Each entry must appear again exactly as it does in the source.
** begin TASK DATA **
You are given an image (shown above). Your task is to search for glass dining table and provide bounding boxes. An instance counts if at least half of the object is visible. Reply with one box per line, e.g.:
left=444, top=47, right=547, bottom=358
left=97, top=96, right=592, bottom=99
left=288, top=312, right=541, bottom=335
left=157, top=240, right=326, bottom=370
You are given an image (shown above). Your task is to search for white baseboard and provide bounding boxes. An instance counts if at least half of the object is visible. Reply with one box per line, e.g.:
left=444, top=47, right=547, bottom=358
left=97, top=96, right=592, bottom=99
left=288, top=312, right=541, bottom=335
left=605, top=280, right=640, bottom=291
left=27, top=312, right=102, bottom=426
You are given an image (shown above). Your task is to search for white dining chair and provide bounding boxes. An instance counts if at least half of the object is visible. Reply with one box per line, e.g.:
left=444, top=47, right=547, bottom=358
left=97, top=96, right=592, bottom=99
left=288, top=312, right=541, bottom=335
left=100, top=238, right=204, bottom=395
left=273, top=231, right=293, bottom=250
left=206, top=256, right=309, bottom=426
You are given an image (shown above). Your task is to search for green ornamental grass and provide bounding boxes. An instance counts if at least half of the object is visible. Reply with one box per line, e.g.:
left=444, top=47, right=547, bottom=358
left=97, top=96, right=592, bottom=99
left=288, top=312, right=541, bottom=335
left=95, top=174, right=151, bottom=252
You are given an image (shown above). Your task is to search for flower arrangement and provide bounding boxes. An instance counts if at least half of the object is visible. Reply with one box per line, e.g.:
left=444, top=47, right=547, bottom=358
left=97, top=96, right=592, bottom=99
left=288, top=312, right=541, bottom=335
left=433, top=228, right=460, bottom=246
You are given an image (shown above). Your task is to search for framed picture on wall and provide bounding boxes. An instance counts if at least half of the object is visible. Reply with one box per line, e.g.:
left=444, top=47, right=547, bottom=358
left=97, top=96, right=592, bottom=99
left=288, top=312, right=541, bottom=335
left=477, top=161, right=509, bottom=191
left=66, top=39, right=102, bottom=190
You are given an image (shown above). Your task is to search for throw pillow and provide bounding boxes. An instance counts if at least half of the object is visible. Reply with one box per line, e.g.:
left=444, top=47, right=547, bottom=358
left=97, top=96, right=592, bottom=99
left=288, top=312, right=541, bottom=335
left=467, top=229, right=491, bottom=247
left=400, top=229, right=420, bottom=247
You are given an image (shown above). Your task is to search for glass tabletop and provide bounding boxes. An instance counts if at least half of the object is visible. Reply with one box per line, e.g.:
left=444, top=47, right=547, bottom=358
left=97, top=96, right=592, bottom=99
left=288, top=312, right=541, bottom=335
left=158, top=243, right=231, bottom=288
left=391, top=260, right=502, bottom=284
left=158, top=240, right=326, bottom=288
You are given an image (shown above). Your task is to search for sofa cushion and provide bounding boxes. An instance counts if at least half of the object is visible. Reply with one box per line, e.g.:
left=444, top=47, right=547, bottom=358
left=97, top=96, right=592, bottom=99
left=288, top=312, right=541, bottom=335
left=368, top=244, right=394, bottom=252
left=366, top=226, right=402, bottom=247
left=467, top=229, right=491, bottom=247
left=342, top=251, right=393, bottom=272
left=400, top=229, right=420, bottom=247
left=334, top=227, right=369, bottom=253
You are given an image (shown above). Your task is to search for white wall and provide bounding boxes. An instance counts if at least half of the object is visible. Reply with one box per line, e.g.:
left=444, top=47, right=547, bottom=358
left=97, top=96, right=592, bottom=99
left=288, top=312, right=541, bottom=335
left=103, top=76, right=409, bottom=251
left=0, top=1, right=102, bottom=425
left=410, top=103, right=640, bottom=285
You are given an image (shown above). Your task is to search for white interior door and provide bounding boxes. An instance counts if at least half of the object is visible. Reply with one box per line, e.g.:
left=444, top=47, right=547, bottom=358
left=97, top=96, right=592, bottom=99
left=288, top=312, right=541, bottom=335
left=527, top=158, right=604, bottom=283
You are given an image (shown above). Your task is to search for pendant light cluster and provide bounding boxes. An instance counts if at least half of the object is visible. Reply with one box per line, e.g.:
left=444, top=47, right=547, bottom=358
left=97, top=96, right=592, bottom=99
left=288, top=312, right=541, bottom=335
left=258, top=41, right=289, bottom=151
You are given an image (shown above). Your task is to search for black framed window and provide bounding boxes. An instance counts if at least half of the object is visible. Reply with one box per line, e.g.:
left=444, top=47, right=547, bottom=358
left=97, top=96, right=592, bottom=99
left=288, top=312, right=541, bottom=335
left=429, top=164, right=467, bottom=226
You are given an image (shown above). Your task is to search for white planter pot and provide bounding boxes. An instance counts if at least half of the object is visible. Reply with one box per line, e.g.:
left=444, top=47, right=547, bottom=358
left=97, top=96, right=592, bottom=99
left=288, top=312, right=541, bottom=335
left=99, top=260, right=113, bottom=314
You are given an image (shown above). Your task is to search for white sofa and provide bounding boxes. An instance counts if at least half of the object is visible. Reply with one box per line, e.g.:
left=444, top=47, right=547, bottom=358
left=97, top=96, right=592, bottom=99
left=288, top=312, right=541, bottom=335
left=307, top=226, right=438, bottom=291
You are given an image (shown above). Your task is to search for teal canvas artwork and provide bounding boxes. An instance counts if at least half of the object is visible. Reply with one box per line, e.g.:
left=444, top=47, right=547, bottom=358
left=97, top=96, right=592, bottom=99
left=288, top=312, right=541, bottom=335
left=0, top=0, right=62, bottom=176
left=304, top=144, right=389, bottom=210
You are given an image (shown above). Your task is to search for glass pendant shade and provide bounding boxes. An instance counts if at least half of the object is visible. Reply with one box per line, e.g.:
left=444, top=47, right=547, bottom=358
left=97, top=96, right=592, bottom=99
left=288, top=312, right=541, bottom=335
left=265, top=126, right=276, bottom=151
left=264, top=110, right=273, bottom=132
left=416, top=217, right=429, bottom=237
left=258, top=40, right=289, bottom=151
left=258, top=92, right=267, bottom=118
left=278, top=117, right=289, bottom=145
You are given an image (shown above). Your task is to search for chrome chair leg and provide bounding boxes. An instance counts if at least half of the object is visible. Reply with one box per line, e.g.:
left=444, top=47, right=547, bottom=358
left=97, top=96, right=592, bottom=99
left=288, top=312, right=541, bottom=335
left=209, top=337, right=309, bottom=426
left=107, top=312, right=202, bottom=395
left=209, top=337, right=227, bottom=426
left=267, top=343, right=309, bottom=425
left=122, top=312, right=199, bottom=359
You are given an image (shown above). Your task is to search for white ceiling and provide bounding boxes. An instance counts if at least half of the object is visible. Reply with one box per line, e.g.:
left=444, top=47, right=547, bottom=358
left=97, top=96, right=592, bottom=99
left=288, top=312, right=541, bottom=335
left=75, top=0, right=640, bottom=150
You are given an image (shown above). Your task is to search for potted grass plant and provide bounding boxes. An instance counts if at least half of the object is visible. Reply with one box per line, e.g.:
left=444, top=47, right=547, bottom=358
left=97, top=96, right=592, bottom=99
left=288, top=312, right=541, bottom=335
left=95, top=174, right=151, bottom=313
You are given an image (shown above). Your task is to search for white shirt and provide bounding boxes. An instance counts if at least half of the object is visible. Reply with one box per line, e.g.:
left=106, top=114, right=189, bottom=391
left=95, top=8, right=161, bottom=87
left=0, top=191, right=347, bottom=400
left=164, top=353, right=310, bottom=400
** end TASK DATA **
▸ SOLUTION:
You are given an image (shown above). Your task is to search for glass dining table and provide bounding boxes. An instance counts if at least half of the object is visible. Reply with one box per line, e.g.:
left=444, top=47, right=547, bottom=358
left=97, top=96, right=592, bottom=99
left=288, top=312, right=541, bottom=335
left=157, top=240, right=326, bottom=370
You are given an image (shown above). Your task is to search for white baseboard and provide bounding boxes. An instance counts if at least half of the object is visible. Reply with one box per line, e.g.:
left=444, top=47, right=547, bottom=358
left=97, top=96, right=592, bottom=99
left=288, top=312, right=541, bottom=335
left=605, top=280, right=640, bottom=291
left=27, top=312, right=102, bottom=426
You are given an image (shown above). Your task is to search for white dining chair and provide bounding boxes. An instance counts if at least half of the object is visible. Reply with one box per line, e.g.:
left=444, top=47, right=547, bottom=358
left=97, top=96, right=592, bottom=99
left=288, top=312, right=541, bottom=335
left=100, top=238, right=204, bottom=395
left=273, top=231, right=293, bottom=250
left=206, top=256, right=309, bottom=426
You are given an image (shown above). Your task is to search for green ornamental grass and provide bounding boxes. An instance counts if at least half of the object is visible. Reply with one box per line, e.g.:
left=444, top=47, right=547, bottom=358
left=97, top=96, right=592, bottom=99
left=288, top=312, right=541, bottom=335
left=95, top=174, right=151, bottom=252
You are given an image (shown above). Your task is to search for flower arrangement and provide bounding boxes. An instance counts if at least half of the object is visible. Reply with one box per line, e.g.:
left=444, top=47, right=547, bottom=358
left=97, top=96, right=592, bottom=99
left=288, top=312, right=541, bottom=335
left=433, top=228, right=460, bottom=246
You are given an image (shown above). Your task is to search for framed picture on wall and provide bounding boxes. An instance counts if at least half of the object is visible. Reply with one box per line, e.g.:
left=444, top=47, right=547, bottom=358
left=97, top=96, right=592, bottom=99
left=288, top=312, right=541, bottom=335
left=477, top=161, right=509, bottom=191
left=66, top=39, right=102, bottom=190
You are given an image (shown above). Your task is to search for throw pillow and provide bounding boxes. An instance counts if at least half of the object is visible. Reply with one box per line, e.g.:
left=444, top=47, right=547, bottom=358
left=97, top=96, right=592, bottom=99
left=288, top=312, right=541, bottom=335
left=467, top=229, right=491, bottom=247
left=400, top=229, right=420, bottom=247
You are given an image (shown above). Your task is to search for glass tabletop and provide bounding boxes. An instance counts if at least half of the object is visible. Reply with one box per line, e.g.:
left=444, top=47, right=547, bottom=358
left=97, top=96, right=592, bottom=99
left=288, top=312, right=541, bottom=335
left=158, top=243, right=231, bottom=288
left=391, top=260, right=502, bottom=284
left=158, top=240, right=326, bottom=288
You are given an image (shown above). Your task is to search for sofa cushion and provide bounding boxes. An instance counts if at least half of the object is visible. Reply with one box per line, e.g.:
left=444, top=47, right=547, bottom=358
left=97, top=96, right=592, bottom=99
left=288, top=312, right=541, bottom=335
left=368, top=244, right=394, bottom=252
left=366, top=226, right=402, bottom=247
left=467, top=229, right=491, bottom=247
left=342, top=251, right=393, bottom=272
left=400, top=229, right=420, bottom=247
left=334, top=227, right=369, bottom=253
You are given an image (shown above). Your task is to search for white wall and provide bounding boxes. An instance counts if at least half of the object is visible. Reply with one box per line, e.g.:
left=444, top=47, right=547, bottom=358
left=97, top=96, right=592, bottom=99
left=288, top=312, right=541, bottom=335
left=103, top=76, right=409, bottom=251
left=0, top=1, right=102, bottom=425
left=410, top=103, right=640, bottom=285
You are given an image (shown above). Your task is to search for white interior door and provide bounding boxes. An instance counts if at least half of the object is visible. Reply with one box per line, e.g.:
left=444, top=47, right=547, bottom=358
left=97, top=96, right=592, bottom=99
left=288, top=312, right=541, bottom=335
left=527, top=158, right=604, bottom=283
You are given an image (shown above). Your task is to search for pendant light cluster and provide bounding boxes. An instance counts if at least half of the object is visible. Reply with one box per line, e.g.:
left=444, top=47, right=547, bottom=358
left=97, top=96, right=592, bottom=99
left=288, top=312, right=541, bottom=335
left=258, top=41, right=289, bottom=151
You are given an image (shown above). Your task is to search for black framed window and provide bounding boxes. An instance counts if at least half of the object is visible. Reply with one box per line, e.g.:
left=444, top=47, right=547, bottom=358
left=97, top=96, right=592, bottom=99
left=288, top=312, right=541, bottom=335
left=429, top=164, right=467, bottom=226
You are given an image (shown above). Your task is to search for white planter pot and provide bounding boxes. An instance counts if at least half of the object is visible. Reply with one box per line, e.g.:
left=444, top=47, right=547, bottom=358
left=97, top=96, right=592, bottom=99
left=288, top=312, right=541, bottom=335
left=99, top=260, right=113, bottom=314
You are given an image (shown above). Your task is to search for white sofa and provide bounding boxes. An instance counts if at least half of the object is visible. Reply with one box per line, e.g.:
left=444, top=47, right=547, bottom=358
left=97, top=96, right=592, bottom=99
left=288, top=312, right=541, bottom=335
left=307, top=226, right=438, bottom=291
You are given an image (shown above). Your task is to search for teal canvas artwork and provide bounding boxes. An instance counts if at least half of the object is visible. Reply with one box per line, e.g.:
left=444, top=47, right=547, bottom=358
left=97, top=96, right=592, bottom=99
left=288, top=312, right=541, bottom=335
left=0, top=0, right=62, bottom=176
left=304, top=144, right=389, bottom=210
You are given an image (shown above). Your task is to search for glass pendant shade and provide bounding boxes. An instance counts if at least half of the object is visible. Reply with one box per line, e.g.:
left=444, top=47, right=547, bottom=358
left=97, top=96, right=592, bottom=99
left=288, top=312, right=541, bottom=335
left=265, top=126, right=276, bottom=151
left=264, top=110, right=273, bottom=132
left=416, top=217, right=429, bottom=237
left=258, top=40, right=289, bottom=151
left=258, top=92, right=267, bottom=118
left=278, top=117, right=289, bottom=145
You are given an image (shown above). Your task is to search for chrome chair leg and provide bounding boxes. An instance counts if at least half of the object is visible. Reply with one box per line, e.g.:
left=444, top=47, right=547, bottom=358
left=97, top=96, right=592, bottom=99
left=288, top=312, right=541, bottom=335
left=209, top=337, right=309, bottom=426
left=107, top=312, right=202, bottom=395
left=209, top=337, right=227, bottom=426
left=267, top=343, right=309, bottom=425
left=122, top=312, right=199, bottom=359
You are given an image (shown above). Your task is to search for white ceiling and provide bounding boxes. An instance counts if at least half of the object is visible. Reply with one box per line, e.g.:
left=444, top=47, right=547, bottom=358
left=97, top=96, right=592, bottom=99
left=288, top=312, right=541, bottom=335
left=75, top=0, right=640, bottom=150
You are given an image (shown above). Your task is to search for potted grass plant and provide bounding boxes. An instance counts if at least half of the object is visible. Reply with one box per line, e.g.:
left=444, top=47, right=547, bottom=358
left=97, top=96, right=592, bottom=99
left=288, top=312, right=541, bottom=335
left=95, top=174, right=151, bottom=313
You are given an image (shown above). Your task is to search for white shirt and provide bounding boxes. An instance counts if at least half of the object is visible. Reply with one box per line, e.g.:
left=106, top=114, right=189, bottom=391
left=95, top=8, right=161, bottom=87
left=0, top=191, right=347, bottom=400
left=164, top=353, right=310, bottom=400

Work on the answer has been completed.